**Your objective**
Collect all lines from the records below that include the word "reflection".
--- Stored data ---
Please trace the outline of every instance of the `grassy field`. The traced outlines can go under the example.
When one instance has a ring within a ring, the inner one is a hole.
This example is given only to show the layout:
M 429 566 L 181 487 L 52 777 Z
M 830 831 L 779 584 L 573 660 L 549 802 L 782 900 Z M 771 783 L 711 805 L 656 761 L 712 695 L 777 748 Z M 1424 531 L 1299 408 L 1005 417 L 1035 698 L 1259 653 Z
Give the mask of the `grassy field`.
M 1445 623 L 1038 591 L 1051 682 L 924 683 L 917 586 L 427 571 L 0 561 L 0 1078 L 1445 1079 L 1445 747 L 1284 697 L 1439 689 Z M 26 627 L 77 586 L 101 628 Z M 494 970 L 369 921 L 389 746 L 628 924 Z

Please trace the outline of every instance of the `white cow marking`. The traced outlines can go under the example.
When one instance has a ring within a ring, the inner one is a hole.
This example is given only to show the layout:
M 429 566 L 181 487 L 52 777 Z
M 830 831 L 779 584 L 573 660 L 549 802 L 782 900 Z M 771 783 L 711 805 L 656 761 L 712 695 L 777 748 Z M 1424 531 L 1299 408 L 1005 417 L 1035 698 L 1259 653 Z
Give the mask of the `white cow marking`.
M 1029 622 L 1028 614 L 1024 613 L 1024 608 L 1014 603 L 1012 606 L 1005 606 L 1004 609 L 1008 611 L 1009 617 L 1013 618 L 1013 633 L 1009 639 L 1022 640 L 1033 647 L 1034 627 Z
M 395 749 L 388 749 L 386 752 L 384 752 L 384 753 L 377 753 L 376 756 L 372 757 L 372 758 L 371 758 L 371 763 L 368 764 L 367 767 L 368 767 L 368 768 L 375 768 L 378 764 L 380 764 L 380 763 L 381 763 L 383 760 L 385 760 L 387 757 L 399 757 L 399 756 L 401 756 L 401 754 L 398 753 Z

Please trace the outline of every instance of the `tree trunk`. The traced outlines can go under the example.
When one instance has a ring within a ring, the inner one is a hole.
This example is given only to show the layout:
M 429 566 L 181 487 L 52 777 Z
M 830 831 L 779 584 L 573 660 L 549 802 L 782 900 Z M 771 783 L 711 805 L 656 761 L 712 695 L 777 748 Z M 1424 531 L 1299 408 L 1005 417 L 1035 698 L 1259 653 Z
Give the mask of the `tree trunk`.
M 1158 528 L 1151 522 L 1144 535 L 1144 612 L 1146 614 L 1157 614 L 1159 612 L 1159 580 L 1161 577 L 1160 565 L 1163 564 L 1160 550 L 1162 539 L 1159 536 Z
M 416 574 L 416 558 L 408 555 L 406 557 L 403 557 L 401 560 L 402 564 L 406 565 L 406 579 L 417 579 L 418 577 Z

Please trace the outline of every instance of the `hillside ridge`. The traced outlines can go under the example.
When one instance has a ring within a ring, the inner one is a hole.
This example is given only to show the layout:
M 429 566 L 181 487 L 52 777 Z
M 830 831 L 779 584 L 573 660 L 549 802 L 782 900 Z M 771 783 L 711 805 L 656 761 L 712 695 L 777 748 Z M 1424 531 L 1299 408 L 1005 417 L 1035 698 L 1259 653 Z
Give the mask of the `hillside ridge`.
---
--- Stored data ---
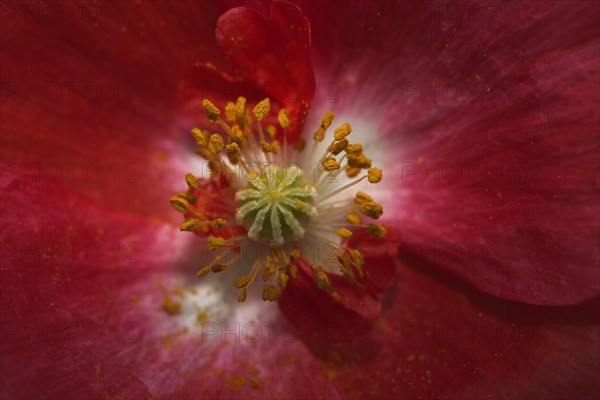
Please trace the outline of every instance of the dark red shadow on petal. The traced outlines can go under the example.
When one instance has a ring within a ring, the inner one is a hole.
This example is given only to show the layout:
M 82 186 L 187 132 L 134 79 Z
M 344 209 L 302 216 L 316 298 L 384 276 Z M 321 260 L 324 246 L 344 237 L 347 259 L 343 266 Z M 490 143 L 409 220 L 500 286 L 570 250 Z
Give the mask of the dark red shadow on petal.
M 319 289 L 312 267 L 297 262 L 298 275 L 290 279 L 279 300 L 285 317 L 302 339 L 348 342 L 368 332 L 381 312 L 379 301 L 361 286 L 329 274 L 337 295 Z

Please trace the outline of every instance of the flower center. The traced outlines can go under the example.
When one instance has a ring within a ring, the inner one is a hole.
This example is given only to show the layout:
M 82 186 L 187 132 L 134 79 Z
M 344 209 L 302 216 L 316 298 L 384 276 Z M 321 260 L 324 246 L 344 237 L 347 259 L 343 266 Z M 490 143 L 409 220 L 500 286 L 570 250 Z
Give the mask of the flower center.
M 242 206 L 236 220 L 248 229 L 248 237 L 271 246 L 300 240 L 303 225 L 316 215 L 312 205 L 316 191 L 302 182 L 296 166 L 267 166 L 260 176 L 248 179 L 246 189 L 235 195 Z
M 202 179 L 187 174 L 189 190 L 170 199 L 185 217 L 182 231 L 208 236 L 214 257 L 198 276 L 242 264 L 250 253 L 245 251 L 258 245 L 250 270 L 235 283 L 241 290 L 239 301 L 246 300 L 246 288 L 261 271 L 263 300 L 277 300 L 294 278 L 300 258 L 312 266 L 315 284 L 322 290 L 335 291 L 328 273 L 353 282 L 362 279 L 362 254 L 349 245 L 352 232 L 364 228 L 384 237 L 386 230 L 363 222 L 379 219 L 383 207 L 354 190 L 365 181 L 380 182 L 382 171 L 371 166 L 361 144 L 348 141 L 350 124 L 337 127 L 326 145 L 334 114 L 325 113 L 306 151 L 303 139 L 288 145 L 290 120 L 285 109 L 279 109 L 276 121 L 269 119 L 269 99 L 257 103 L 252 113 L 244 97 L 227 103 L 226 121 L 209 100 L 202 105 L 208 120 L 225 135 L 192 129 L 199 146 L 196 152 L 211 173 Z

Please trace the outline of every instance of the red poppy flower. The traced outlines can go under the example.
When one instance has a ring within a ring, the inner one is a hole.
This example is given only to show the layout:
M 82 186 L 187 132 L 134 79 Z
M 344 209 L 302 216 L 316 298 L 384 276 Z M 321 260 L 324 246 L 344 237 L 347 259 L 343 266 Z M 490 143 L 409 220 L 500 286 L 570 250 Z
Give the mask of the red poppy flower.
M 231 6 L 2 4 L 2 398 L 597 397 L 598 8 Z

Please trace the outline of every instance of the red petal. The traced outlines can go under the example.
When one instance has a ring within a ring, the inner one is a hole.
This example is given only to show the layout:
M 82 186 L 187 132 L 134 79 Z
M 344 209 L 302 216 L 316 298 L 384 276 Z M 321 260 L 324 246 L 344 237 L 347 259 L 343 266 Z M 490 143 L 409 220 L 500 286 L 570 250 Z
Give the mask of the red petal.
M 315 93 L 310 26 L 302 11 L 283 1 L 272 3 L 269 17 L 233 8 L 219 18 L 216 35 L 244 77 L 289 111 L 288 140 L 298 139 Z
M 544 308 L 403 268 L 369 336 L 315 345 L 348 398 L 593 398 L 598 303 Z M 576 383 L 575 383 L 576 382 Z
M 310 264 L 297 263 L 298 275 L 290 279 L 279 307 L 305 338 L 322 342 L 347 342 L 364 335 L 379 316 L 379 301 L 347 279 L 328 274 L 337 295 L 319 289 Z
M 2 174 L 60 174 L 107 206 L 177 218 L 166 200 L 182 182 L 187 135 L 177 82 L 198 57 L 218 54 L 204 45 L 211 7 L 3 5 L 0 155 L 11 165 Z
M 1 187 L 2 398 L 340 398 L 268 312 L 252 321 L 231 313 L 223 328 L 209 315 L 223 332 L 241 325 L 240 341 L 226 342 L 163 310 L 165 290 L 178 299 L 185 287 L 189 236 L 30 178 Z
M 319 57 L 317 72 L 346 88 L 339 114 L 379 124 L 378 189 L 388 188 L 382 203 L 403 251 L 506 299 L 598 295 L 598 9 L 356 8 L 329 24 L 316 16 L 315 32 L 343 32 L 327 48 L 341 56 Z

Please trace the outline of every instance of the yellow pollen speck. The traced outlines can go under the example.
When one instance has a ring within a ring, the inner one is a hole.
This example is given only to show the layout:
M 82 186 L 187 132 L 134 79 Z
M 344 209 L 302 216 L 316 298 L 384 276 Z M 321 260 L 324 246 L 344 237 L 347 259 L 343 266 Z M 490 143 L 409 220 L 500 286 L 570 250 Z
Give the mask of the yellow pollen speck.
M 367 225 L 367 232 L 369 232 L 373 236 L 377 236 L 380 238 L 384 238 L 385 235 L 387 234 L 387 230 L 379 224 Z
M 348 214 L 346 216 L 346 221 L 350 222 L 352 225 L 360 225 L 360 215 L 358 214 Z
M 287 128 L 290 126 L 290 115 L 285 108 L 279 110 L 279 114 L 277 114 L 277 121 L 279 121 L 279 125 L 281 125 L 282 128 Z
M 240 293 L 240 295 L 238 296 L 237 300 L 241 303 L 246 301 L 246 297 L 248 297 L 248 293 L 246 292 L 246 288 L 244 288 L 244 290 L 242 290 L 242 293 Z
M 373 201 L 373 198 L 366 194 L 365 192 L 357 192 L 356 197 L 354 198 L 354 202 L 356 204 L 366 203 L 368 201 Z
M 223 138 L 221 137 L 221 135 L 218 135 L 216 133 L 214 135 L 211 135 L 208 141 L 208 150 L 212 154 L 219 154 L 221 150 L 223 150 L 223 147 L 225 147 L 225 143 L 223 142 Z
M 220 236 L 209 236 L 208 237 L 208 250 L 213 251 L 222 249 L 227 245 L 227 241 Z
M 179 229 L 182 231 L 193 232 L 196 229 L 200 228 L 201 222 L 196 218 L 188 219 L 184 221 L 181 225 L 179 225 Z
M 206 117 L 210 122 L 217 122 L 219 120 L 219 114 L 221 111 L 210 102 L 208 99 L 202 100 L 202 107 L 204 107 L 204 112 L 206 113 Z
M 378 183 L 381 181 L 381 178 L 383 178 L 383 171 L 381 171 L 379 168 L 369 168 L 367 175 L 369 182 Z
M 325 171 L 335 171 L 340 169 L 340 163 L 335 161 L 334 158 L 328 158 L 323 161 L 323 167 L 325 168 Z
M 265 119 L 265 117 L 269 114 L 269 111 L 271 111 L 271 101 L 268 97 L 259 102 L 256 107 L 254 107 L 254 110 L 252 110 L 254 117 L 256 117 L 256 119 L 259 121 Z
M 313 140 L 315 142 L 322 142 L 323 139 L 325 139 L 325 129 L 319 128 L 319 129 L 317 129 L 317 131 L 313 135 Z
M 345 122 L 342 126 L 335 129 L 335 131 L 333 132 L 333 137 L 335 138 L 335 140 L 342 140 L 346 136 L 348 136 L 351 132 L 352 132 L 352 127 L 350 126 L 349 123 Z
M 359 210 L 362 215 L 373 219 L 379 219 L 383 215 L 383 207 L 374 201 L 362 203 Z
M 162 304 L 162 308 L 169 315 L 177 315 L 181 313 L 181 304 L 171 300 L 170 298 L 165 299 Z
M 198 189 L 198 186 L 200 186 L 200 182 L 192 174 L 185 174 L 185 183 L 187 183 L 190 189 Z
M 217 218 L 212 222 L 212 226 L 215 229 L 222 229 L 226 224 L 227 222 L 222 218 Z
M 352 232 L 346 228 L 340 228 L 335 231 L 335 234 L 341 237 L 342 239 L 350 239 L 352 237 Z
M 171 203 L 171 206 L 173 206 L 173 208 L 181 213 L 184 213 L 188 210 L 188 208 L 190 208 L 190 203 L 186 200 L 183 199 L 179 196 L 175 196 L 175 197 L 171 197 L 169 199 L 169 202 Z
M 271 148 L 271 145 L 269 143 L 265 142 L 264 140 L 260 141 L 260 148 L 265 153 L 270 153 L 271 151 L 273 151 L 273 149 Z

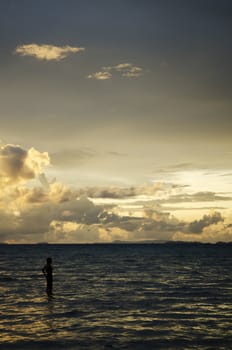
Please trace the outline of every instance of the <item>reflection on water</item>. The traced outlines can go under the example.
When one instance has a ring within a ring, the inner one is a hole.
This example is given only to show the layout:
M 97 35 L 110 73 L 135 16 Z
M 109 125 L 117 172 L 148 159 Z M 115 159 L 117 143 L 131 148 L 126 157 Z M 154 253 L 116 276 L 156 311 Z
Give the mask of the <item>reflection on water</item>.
---
--- Stored data ---
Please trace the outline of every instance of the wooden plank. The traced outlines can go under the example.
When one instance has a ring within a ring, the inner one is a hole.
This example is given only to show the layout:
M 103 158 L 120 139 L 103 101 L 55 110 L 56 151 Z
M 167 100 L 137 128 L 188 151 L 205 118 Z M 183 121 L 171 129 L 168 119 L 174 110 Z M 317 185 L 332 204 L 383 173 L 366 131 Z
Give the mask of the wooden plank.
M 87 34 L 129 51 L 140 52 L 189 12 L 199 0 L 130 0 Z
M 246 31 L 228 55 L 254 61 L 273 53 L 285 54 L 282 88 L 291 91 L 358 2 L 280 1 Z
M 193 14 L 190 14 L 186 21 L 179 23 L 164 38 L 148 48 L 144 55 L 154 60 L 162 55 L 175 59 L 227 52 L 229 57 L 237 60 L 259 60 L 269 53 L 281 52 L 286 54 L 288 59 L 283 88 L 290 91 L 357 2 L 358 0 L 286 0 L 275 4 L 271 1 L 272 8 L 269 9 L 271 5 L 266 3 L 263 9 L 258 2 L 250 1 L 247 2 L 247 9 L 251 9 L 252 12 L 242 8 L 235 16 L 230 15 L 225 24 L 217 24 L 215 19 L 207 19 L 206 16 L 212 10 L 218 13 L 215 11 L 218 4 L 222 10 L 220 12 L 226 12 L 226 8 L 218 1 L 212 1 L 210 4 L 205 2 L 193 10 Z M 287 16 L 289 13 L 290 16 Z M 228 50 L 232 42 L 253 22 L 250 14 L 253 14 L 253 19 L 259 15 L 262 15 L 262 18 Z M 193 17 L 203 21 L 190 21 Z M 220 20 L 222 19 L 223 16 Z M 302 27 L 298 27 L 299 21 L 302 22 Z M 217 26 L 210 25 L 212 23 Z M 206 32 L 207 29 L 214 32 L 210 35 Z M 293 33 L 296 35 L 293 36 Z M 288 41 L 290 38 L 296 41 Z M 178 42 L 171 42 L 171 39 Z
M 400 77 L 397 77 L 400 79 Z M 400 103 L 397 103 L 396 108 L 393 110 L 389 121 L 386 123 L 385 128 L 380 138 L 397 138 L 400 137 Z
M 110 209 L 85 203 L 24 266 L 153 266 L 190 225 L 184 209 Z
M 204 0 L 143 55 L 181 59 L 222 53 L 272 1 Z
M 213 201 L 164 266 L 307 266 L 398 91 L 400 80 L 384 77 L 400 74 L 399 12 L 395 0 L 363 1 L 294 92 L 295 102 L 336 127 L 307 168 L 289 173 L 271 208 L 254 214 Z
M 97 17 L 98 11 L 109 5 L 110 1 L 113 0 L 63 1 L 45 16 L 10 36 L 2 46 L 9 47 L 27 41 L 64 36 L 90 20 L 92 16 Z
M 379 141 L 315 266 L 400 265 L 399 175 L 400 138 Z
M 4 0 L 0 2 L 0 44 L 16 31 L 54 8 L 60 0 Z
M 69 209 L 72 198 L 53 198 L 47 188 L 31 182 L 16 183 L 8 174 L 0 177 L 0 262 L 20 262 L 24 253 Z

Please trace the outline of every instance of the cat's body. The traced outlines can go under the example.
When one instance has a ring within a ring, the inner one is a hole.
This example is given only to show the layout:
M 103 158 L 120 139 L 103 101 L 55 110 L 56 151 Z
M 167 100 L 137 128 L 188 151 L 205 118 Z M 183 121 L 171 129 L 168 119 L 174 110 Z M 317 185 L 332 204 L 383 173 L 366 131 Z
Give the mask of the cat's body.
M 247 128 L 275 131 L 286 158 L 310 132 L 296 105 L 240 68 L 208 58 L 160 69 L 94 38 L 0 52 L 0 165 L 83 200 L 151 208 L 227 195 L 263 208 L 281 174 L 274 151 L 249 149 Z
---
**Problem solution**
Please trace the outline of every instance of the <item>reflection on water</item>. The traced outlines can go under the example.
Give the mask of the <item>reflection on water</item>.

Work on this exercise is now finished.